> _Stated problem_: Copy the line with "Where can the billboard" and all lines following it through the last line of the entries, exactly as written.

────────

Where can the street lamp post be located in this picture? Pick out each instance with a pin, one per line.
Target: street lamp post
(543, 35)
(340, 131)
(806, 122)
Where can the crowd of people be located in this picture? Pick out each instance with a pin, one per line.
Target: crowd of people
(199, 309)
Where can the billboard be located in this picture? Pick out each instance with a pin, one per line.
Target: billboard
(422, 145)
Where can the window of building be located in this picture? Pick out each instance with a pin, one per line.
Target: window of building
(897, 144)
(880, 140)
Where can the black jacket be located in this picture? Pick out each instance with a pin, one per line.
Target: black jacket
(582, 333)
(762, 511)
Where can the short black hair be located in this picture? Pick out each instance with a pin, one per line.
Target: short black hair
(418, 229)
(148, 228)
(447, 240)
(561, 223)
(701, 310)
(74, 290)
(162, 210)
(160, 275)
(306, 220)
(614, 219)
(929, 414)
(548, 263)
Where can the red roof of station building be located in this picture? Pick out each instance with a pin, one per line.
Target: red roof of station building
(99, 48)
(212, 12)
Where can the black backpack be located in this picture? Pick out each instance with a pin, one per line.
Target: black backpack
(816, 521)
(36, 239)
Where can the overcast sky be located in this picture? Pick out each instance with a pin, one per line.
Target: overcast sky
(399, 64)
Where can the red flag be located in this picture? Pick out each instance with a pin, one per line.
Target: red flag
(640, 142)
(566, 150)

────────

> _Correct answer_:
Where can the billboard be located in this picture? Pick out each instance with a pin, one per line.
Target: billboard
(422, 145)
Where can the window of building be located in this picture? Pick out each instance with a pin, one per line.
Target: window of building
(897, 144)
(880, 140)
Where can the black jacket be located in this picture? Pick out each instance with a pin, one per line.
Target: black jacket
(582, 333)
(762, 511)
Where can the short black hair be located in this picture? Pick out each instance with a pin, one per line.
Target: short black hair
(418, 229)
(148, 228)
(447, 240)
(561, 223)
(701, 310)
(74, 290)
(162, 210)
(160, 275)
(306, 220)
(614, 219)
(929, 414)
(548, 263)
Where can the red roof of station building be located in this picture? Pick out each instance with a pin, one per line.
Target: red roof of station building
(99, 48)
(212, 12)
Where can the black backpack be located in this picture? Pick out each instance with a pin, one per line.
Target: black backpack
(816, 521)
(36, 239)
Where can the overcast sky be located in this picture? Pick out each instance with a pin, one per line.
Target: overcast sky
(399, 64)
Where can the red flag be located in this picture? Pick out each instance with a pin, one per line.
Target: red flag
(640, 142)
(566, 150)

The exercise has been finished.